EXERCISE TASK = Reproduce every line of the data below, requests included, adding 79 to each x and y coordinate in the answers. Leave the pictures out.

Entries from a point annotation set:

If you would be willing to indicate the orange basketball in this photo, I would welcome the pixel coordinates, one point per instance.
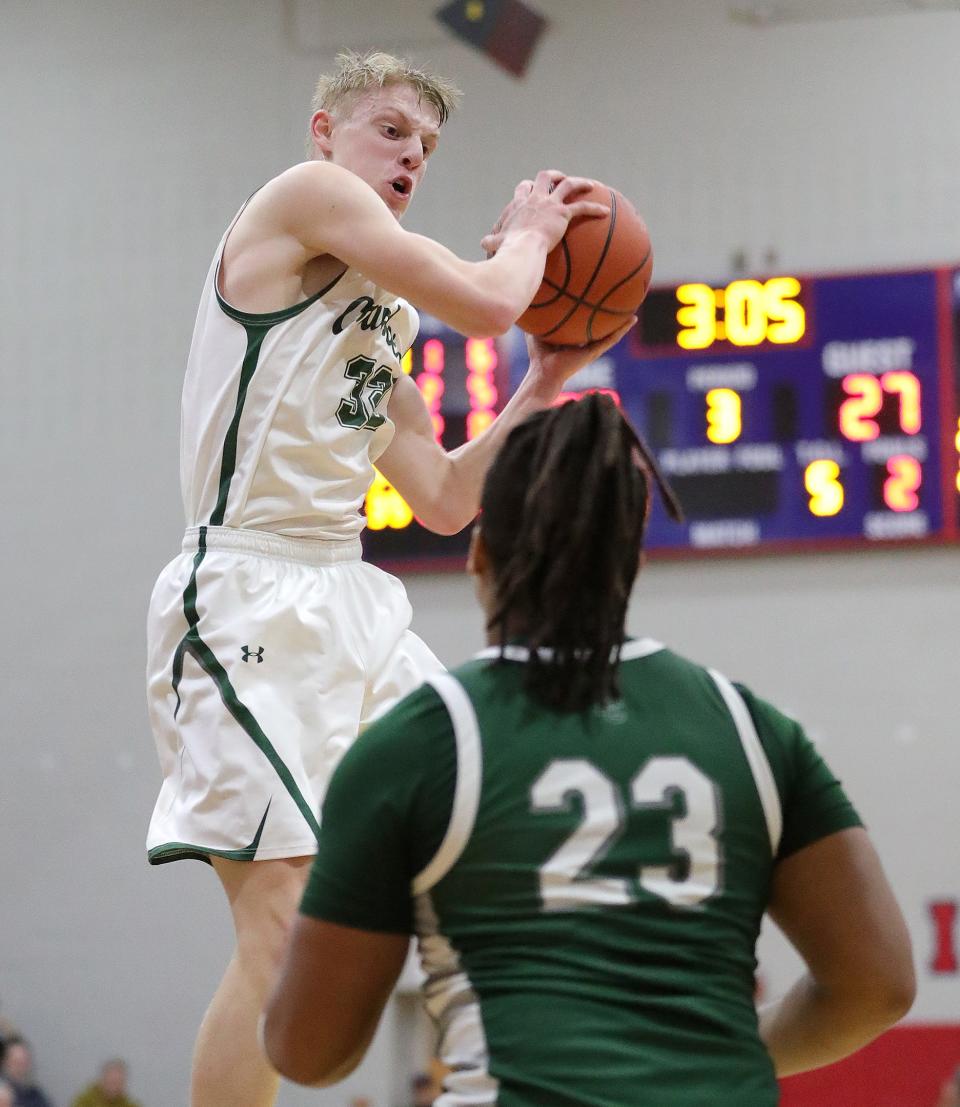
(596, 277)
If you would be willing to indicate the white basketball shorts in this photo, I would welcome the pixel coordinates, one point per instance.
(266, 658)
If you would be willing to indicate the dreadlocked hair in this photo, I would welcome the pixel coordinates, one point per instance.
(564, 510)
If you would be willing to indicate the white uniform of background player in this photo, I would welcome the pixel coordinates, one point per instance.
(270, 643)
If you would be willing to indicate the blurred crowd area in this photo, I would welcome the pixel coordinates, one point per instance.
(109, 1087)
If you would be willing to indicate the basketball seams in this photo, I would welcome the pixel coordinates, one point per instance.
(599, 307)
(597, 268)
(561, 316)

EXERCISE RESULT =
If you would be willing to indicate the orange basketball in this photo, I would welcome the pixel coordinates, one point per instance.
(675, 356)
If you would be willing to indicate the white basketball shorts in this photo, I would welcome the pixel coordinates, one point per instance.
(345, 737)
If you would be willing to indicate the dreadlocked hair in this photo, I would welcome the pixel coordinates, one point per instance.
(643, 589)
If you would be willing to indicate the white uniform of background player in this photo, I would welcome the pixel coordinates, one point per instance.
(349, 722)
If you would be willing to indicate the blurred crowd area in this photo, I would welcome the pixel coordinates, one point per instance.
(188, 1166)
If you would be willing to indicate the basketball seams in this photo, I would welcome the pixel coordinates, one point per instance.
(678, 386)
(676, 347)
(640, 395)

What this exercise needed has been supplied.